Look below for the line with "Note: pick out each instance of the snare". Extract that line and each one after it through the last, word for word.

-- Start --

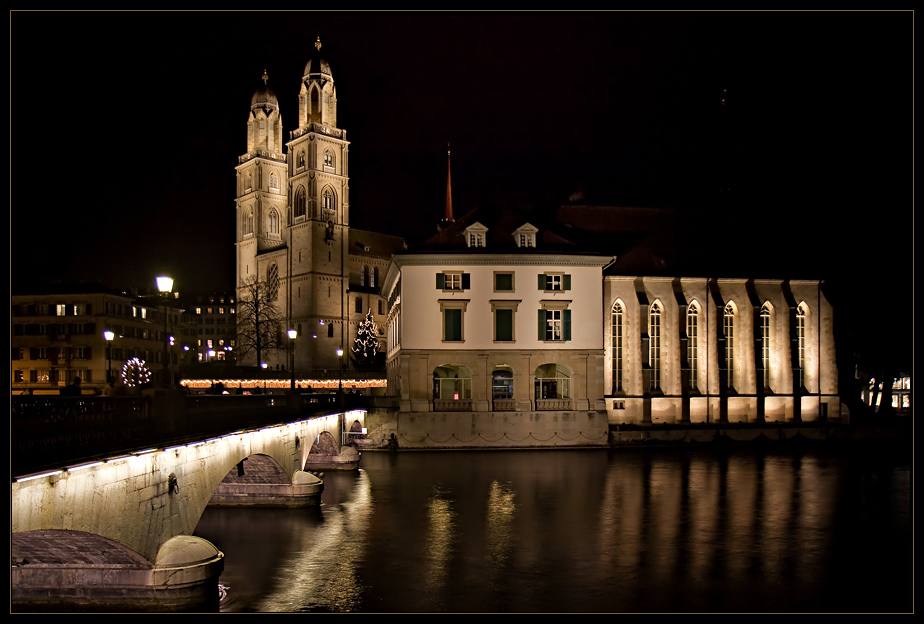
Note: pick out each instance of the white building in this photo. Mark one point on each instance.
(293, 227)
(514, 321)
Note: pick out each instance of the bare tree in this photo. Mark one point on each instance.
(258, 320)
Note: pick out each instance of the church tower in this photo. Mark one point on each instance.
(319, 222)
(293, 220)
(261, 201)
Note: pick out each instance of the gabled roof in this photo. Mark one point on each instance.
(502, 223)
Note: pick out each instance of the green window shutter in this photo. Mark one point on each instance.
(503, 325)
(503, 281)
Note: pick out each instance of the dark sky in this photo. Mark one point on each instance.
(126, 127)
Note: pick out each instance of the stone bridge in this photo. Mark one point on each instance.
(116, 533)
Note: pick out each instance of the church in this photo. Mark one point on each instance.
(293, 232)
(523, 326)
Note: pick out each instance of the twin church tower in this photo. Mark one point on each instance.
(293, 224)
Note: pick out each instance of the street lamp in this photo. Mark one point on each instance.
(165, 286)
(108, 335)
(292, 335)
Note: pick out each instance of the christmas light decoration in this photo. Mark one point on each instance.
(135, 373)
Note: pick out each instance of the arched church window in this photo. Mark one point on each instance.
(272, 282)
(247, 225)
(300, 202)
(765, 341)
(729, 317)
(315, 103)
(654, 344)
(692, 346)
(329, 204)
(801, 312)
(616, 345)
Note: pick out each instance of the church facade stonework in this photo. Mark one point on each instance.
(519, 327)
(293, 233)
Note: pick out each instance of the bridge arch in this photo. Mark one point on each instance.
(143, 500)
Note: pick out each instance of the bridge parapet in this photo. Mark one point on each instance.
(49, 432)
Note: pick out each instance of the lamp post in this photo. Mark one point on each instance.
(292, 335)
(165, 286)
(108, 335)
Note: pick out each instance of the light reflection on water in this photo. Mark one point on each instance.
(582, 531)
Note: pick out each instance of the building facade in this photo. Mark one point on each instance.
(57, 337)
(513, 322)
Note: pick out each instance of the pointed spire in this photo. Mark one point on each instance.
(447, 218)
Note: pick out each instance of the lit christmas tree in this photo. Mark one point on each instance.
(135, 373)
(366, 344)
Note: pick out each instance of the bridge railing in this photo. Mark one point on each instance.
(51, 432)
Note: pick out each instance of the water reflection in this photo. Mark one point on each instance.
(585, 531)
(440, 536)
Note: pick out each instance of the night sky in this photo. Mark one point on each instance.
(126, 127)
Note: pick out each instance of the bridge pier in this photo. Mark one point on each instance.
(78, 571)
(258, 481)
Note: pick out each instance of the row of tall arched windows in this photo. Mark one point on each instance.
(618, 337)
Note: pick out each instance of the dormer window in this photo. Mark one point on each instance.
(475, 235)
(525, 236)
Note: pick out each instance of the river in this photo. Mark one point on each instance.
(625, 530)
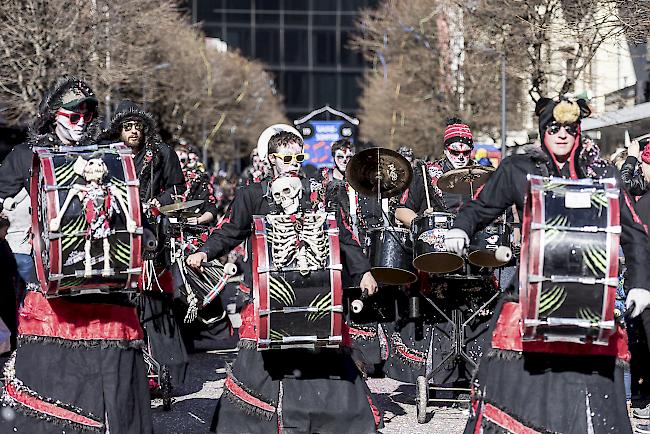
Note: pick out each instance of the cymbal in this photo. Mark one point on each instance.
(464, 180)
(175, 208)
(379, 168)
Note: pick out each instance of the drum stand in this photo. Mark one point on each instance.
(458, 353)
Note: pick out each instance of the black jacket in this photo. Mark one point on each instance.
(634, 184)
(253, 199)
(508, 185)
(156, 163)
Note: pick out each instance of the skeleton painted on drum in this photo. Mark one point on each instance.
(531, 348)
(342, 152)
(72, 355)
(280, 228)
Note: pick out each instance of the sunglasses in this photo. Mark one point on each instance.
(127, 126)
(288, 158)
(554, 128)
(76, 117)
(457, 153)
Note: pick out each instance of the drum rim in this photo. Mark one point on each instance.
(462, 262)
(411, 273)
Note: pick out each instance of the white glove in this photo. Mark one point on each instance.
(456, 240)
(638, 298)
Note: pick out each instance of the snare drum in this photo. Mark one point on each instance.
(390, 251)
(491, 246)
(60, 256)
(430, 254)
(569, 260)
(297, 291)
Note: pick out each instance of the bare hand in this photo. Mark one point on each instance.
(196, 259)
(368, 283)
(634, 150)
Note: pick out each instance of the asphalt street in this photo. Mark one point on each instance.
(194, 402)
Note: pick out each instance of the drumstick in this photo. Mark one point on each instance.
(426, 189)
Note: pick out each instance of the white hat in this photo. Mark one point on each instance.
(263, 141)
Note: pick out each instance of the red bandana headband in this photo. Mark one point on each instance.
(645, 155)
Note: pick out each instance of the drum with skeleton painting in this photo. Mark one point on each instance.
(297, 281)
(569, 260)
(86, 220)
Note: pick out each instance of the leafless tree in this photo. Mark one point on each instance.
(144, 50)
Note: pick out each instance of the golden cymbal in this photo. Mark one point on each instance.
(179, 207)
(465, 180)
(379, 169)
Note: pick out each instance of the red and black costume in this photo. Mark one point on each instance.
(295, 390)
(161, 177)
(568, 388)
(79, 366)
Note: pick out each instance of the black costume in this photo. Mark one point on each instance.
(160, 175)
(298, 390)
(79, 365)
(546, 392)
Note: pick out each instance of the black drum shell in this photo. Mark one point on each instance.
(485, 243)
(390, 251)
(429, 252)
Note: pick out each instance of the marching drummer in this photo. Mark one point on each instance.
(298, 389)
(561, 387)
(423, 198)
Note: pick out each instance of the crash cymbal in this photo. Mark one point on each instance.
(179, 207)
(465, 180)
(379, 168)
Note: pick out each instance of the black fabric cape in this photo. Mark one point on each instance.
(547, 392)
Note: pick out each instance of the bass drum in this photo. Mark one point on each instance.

-- End --

Task answer:
Note: pick out each instance of the snare drum in this photo. Mark one point on each instance.
(390, 251)
(491, 246)
(60, 256)
(430, 254)
(569, 260)
(297, 291)
Note: pick out each instance of the bare hand in this photo. Mark one point on each instance.
(196, 259)
(368, 283)
(634, 150)
Note: pick out each instance of the asphalt street in this photo. Mark one point on each instance.
(194, 402)
Note: pick out each instance of the drumstick in this photo. Mark one point on each instance.
(426, 189)
Note: pick out each instance of the white hat in this photo. Mark one point on each instance.
(263, 141)
Note: pick out each instance of the red bandana headband in this photo. Mark one point on each instance.
(645, 155)
Note: pick out each instance of the drum with skeleton painting in this photo. Mark one point on each instance.
(297, 281)
(569, 260)
(86, 220)
Note: pick out each instance of the leafless tree in this photo. Mark one point on each instance.
(144, 50)
Note: pick out each instance of the golden cymbal in this photo. Mark one point on each instance.
(179, 207)
(465, 180)
(379, 169)
Note: pick out each instance of the red and black costume in this photo. Mark one point on each instance.
(295, 390)
(161, 177)
(568, 388)
(79, 366)
Note: pick out each instance of the black costume in this photo. Mark one point on each instance.
(160, 175)
(298, 390)
(79, 365)
(546, 392)
Note: pick out each instance of the black drum shell in this photo. Mark one point on each instance.
(485, 243)
(390, 251)
(429, 252)
Note: pick out each instance of the marching drummer in this photo. Mark one point on each instance.
(298, 389)
(561, 387)
(423, 198)
Note: pick out each instance of the crash cymbal in this photo. Mark one point on each instance.
(179, 207)
(465, 180)
(379, 168)
Note: pick out each instance of the black fabric cape in this photo. Mark one point on each instance.
(547, 392)
Note: pick out each instance of the bass drum in this photo. Mark one point on each instance.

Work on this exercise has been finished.